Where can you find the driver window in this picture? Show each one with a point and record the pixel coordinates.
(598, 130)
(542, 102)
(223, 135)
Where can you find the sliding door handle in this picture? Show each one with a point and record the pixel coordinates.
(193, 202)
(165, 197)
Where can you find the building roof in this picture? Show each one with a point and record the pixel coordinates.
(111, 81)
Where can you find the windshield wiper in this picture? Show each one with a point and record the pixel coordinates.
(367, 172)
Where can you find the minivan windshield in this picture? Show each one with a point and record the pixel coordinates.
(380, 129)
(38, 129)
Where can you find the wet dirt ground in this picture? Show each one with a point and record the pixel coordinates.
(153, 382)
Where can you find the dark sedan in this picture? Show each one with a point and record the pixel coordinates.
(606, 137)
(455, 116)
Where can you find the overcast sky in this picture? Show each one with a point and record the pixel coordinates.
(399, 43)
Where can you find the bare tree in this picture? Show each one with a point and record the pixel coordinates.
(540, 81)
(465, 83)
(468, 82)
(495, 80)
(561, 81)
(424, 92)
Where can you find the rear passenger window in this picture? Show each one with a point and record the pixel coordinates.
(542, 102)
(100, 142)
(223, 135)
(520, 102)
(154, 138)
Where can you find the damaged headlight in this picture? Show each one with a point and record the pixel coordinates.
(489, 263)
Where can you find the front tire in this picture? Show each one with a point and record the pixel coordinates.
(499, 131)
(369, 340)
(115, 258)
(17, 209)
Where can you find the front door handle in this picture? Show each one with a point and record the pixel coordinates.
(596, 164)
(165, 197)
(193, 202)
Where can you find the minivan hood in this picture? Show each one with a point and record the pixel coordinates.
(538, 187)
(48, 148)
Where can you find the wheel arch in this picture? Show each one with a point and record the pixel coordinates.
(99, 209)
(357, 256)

::::::

* [Given instruction]:
Reproduce all of the records above word for word, changing nothing.

* [The output]:
Where can you find the driver window in this picture? Show each one with a point and record the pixel coordinates.
(598, 130)
(542, 102)
(223, 135)
Where can you find the sliding door handle in this picture? Show each one with a point and record the pixel coordinates.
(193, 202)
(165, 197)
Where can you find the building roof in this picture? Show each one with a point and record the pixel coordinates.
(111, 81)
Where can you find the windshield wiper in this picture? Show each one with a point and record the pixel coordinates.
(367, 172)
Where can you find the minivan windshield in this picture? Show each one with a point and record the pixel coordinates.
(380, 129)
(38, 129)
Where can you find the wet dirt ground in this picture? Show each one with a point and record the pixel coordinates.
(153, 382)
Where can you find the dark sedan in this picture? Show each one with a point and record the pixel coordinates.
(606, 137)
(455, 116)
Where can you find the overcast sky in this picture? Show each one with a point and record the pixel coordinates.
(399, 43)
Where can you find the bare tree in this picture? Show each one with a point and record the pixel coordinates.
(540, 81)
(465, 83)
(468, 82)
(495, 80)
(561, 81)
(424, 92)
Where can you find the rear passenger window in this picture? Show each one with a point and record the pixel coordinates.
(542, 102)
(100, 142)
(223, 135)
(520, 102)
(154, 138)
Where can you find the damaged headlight in this picture? Show each one with a point and record the pixel coordinates.
(489, 263)
Where can you find the front tire in this picture? Show each one with a point and record the pixel coordinates.
(499, 131)
(369, 340)
(115, 258)
(17, 209)
Where can you find the front door handle in this picture? Show each one with a point and record the pixel coordinates.
(596, 164)
(165, 197)
(193, 202)
Where can you find the minivan hood in this picture? Show each one with a point and record the pixel coordinates.
(538, 187)
(48, 148)
Where can you find the wheel arch in this picture? Show each one with a point and record the pixel coordinates.
(99, 209)
(357, 256)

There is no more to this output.